ACTION ITEM:
Your task is to write out the full listing once more, exactly.

DATA EXTRACT:
:::::

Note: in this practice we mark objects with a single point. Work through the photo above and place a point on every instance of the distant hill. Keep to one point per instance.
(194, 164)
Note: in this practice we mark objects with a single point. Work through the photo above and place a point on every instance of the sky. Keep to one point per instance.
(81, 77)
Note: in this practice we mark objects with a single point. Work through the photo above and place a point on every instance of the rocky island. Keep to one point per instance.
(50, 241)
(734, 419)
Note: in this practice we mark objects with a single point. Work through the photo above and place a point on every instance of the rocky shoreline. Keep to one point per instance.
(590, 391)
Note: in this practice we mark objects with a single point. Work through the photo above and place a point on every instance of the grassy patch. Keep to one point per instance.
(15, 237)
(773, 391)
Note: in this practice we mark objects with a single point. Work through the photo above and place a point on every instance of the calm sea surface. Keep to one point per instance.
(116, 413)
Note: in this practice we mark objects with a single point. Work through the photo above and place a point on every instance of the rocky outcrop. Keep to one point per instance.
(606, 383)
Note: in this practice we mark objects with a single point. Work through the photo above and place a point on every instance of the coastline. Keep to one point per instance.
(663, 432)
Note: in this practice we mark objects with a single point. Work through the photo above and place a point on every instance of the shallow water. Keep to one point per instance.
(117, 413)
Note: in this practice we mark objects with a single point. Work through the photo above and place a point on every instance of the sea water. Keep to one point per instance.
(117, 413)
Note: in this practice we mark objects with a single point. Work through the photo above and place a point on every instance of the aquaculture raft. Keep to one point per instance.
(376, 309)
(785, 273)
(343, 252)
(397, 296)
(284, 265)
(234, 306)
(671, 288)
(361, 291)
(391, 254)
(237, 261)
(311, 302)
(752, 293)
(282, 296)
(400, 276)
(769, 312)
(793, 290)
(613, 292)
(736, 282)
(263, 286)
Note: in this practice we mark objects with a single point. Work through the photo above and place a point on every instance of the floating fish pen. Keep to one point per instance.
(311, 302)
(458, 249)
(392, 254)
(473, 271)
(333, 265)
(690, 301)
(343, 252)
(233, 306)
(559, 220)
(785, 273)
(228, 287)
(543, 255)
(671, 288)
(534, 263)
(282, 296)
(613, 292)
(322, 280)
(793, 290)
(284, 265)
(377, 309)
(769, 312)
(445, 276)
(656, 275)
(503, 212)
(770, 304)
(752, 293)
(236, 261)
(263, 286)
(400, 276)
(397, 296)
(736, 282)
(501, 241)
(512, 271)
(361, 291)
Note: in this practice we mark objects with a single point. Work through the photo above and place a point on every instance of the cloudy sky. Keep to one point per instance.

:::::

SOLUTION TO THE EXERCISE:
Note: in this practice we mark objects with a single point. Work through the photo above and place a point on every instance of the distant hill. Keep to one point per instance.
(194, 164)
Note: in this practice we mark objects with a single point. Work through the photo above and place a point on every instance of the sky. Keep to one point per instance.
(81, 77)
Note: in this practice we mark objects with a single point. Work through the photo above and place a point on every instance of the rocky island. Keep to one point per instance.
(50, 241)
(734, 419)
Note: in this practice we mark objects with a single point. Work through the photo above and place a point on every instance of the rocky shoreline. Keep to one point per instance.
(590, 391)
Note: in this practice we mark objects with a single point. Work through the photo above and place a point on every instance of the grassy patch. Keep to one point per instance.
(15, 237)
(773, 391)
Note: in this practice we mark objects with a single point. Work through the photo above and place a point on every instance of the calm sea surface. Keep to one point per instance.
(116, 413)
Note: in this practice we mark objects with a single point. Work through the photo above and place a point on every instance of the rocky outcrop. Keep to one point per instance.
(606, 383)
Note: in this practice we mark objects with a single point. Work through the photo above and place a point on every instance of the coastline. Keep to one point per instance.
(663, 432)
Note: in this practice we mark objects with a single point. Work through the photo above and place a point on every instance of the shallow water. Keep to one point per instance.
(117, 413)
Note: in this practice we mark objects with a single point. Work through the photo above and place a point on every instance of the sea water. Keep to one point per instance.
(117, 413)
Note: in this practice we mark objects with a single point. Work through the photo above and place a point on every instance of the aquaculture raft. Keep to one point per instance.
(376, 309)
(785, 273)
(343, 252)
(397, 296)
(284, 265)
(234, 306)
(671, 288)
(361, 291)
(391, 254)
(237, 261)
(311, 302)
(752, 293)
(282, 296)
(400, 276)
(769, 312)
(793, 290)
(613, 292)
(736, 282)
(263, 286)
Note: in this practice we mark objects with a single point. Work through the photo above and place a point on every instance of the floating fish pen. Keep to one point per instance.
(311, 302)
(458, 249)
(392, 254)
(473, 271)
(333, 265)
(690, 301)
(343, 252)
(233, 306)
(559, 220)
(785, 273)
(228, 287)
(543, 255)
(671, 288)
(534, 263)
(282, 296)
(613, 292)
(322, 280)
(793, 290)
(284, 265)
(377, 309)
(769, 312)
(445, 276)
(656, 275)
(503, 212)
(770, 304)
(752, 293)
(236, 261)
(263, 286)
(400, 276)
(397, 296)
(736, 282)
(501, 241)
(512, 271)
(361, 291)
Note: in this practice we mark objects with a single point. Work through the photo above and place a point on every instance of the cloudy sky. Keep to one point per instance.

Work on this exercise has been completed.